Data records
********************
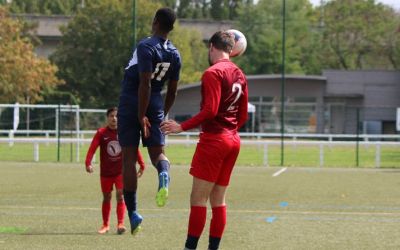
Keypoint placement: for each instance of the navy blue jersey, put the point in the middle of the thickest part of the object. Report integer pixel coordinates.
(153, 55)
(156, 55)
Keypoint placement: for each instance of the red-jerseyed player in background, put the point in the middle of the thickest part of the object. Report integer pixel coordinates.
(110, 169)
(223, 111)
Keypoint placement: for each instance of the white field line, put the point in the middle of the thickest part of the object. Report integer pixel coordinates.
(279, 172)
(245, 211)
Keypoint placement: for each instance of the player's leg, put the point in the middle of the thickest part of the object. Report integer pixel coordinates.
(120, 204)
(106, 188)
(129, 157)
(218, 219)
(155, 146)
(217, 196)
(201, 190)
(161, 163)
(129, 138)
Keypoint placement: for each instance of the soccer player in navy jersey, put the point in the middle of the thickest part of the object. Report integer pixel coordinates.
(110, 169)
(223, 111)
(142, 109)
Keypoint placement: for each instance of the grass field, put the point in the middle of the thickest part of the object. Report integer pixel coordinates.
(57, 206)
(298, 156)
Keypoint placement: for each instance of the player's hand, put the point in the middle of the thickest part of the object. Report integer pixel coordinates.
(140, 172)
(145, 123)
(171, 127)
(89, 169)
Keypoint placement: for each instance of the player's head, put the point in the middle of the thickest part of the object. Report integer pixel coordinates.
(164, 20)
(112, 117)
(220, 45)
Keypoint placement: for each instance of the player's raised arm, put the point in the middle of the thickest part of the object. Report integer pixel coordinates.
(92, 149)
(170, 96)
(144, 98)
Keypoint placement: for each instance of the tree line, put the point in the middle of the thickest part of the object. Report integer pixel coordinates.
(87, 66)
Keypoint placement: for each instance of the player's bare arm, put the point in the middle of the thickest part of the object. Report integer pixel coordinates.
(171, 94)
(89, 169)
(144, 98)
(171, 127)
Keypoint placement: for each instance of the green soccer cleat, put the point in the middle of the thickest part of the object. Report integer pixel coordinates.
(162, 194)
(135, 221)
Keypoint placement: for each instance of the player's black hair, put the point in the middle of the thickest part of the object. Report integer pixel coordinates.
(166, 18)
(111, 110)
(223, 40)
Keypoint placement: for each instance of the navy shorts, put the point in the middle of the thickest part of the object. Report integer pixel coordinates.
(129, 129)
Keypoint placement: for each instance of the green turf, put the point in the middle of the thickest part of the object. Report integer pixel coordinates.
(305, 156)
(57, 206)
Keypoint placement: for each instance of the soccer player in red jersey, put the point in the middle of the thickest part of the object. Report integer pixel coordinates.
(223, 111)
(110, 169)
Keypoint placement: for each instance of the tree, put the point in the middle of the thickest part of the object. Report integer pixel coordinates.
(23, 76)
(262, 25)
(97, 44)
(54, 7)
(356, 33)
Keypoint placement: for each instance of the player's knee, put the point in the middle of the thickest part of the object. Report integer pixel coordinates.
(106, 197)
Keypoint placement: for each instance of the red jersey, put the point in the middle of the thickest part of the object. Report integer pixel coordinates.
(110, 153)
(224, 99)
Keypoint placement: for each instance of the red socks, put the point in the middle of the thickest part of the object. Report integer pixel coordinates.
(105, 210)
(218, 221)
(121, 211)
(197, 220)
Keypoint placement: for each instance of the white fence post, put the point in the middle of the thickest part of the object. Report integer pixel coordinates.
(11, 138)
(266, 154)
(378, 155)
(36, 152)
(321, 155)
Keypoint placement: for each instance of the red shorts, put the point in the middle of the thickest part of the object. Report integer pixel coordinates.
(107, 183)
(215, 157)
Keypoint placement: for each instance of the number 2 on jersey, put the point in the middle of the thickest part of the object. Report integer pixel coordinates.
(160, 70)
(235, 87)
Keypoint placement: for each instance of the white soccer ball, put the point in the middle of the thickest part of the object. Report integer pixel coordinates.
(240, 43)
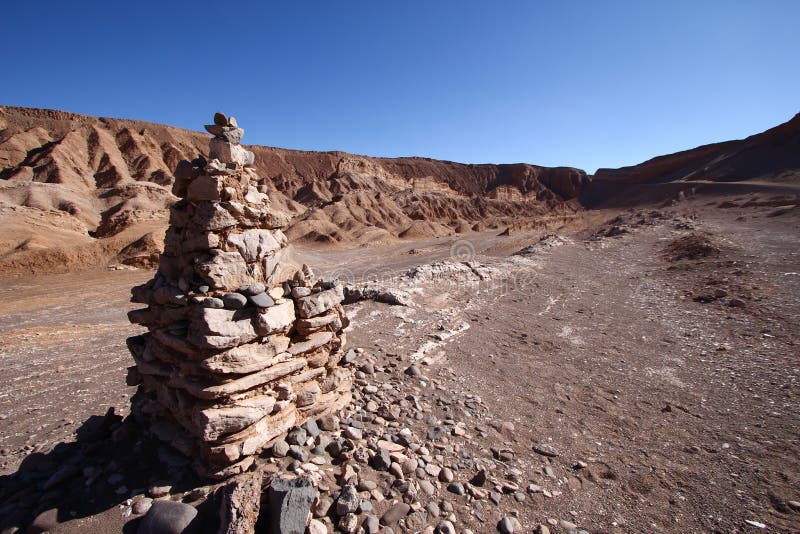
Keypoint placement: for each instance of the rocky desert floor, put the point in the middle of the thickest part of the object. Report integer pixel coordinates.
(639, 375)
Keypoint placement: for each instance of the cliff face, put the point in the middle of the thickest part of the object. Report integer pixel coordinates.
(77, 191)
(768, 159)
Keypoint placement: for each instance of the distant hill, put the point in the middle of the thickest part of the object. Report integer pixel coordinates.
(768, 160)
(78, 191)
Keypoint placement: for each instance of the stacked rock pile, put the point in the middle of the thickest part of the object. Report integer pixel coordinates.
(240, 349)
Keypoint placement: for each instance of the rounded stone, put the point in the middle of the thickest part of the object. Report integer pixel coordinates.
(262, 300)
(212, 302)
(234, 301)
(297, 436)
********************
Exercise goal: Rewrite every line from the one containing "Keypoint placement: for each instance of the rounded" through the end of the records. Scale each coordinate value by 1.25 and round it to a whole number, with halves rounded up.

Solution to this problem:
Keypoint placement: for each instance of the rounded stone, put the point in the middle of the thickest part of the object. Report integer pixel coordinates.
(328, 375)
(265, 378)
(293, 376)
(371, 545)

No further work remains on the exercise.